## WHAT THE TASK ASKS:
Rename "Pins" to "Points" everywhere in the entries below, and write all the entries out again with nothing else changed.

[Records from a dataset]
----------

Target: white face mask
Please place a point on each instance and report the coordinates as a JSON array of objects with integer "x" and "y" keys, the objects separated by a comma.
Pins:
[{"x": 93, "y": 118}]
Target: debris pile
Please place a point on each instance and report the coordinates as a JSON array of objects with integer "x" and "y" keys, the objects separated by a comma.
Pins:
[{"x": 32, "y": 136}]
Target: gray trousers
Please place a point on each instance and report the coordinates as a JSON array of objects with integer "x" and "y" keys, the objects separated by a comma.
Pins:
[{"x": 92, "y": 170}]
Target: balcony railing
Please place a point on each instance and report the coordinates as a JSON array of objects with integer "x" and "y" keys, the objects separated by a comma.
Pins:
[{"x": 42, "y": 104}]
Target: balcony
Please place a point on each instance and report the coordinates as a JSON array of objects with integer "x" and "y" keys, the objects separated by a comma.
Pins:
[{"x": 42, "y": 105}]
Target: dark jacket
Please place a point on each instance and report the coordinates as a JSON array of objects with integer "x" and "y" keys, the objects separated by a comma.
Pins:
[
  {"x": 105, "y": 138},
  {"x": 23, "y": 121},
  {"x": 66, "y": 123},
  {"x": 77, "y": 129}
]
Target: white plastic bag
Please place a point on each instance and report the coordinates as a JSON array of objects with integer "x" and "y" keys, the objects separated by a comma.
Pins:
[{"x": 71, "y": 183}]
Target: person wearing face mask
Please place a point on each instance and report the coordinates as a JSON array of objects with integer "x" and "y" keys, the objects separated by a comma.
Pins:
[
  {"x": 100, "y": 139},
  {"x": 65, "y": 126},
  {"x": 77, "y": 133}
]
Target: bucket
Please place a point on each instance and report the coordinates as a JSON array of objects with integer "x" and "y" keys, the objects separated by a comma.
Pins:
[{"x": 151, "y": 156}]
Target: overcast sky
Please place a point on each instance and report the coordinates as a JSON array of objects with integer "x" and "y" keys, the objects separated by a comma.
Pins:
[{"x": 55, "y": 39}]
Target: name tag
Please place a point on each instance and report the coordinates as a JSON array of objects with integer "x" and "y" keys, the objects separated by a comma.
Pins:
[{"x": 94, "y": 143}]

----------

## EXERCISE RESULT:
Target: white face mask
Please place a point on each instance and report the coordinates as a JSON array of objects with integer "x" and "y" keys, the objects separated by a comma.
Points:
[{"x": 93, "y": 118}]
Target: debris pile
Please place a point on each instance and report the coordinates as a JSON array of objects with integer "x" and "y" keys, the objects separated by a comma.
Points:
[{"x": 32, "y": 136}]
Target: gray trousers
Please place a point on each instance and report the coordinates as a JSON array of objects with integer "x" and "y" keys, the objects separated by a comma.
Points:
[{"x": 92, "y": 170}]
Target: balcony railing
Please place a point on each instance and report the coordinates as a JSON array of objects with integer "x" and "y" keys, the objects separated by a comma.
Points:
[{"x": 42, "y": 104}]
Target: balcony
Please place a point on each instance and report the coordinates as a JSON array of objects with integer "x" and "y" keys, the objects separated by a comma.
Points:
[{"x": 42, "y": 105}]
Target: dark jacket
Please place a point on each instance and report the coordinates as a JSON array of objects with integer "x" and "y" keys, the objects separated by a comma.
Points:
[
  {"x": 105, "y": 138},
  {"x": 23, "y": 121},
  {"x": 66, "y": 123},
  {"x": 77, "y": 129}
]
Target: white plastic bag
Please place a point on each instance and report the coordinates as a JSON array of objects with integer "x" and "y" keys, the objects separated by a comma.
Points:
[{"x": 71, "y": 183}]
Target: person wearing face mask
Please place a point on each instance and report the coordinates as a JSON array of objects with integer "x" and "y" keys, the objects separated by a comma.
Points:
[
  {"x": 100, "y": 139},
  {"x": 65, "y": 126},
  {"x": 77, "y": 133}
]
Target: bucket
Please place a point on each instance and report the coordinates as a JSON array of objects with integer "x" and "y" keys, the objects separated by a comma.
Points:
[{"x": 151, "y": 156}]
Target: overcast sky
Please place a point on each instance and report the coordinates as a JSON array of objects with integer "x" and "y" keys, the objects separated by a comma.
Points:
[{"x": 55, "y": 39}]
Target: name tag
Please place a point on each instance and report the coordinates as a JSON array of objects with integer "x" and "y" keys, the objects separated by a comma.
Points:
[{"x": 94, "y": 143}]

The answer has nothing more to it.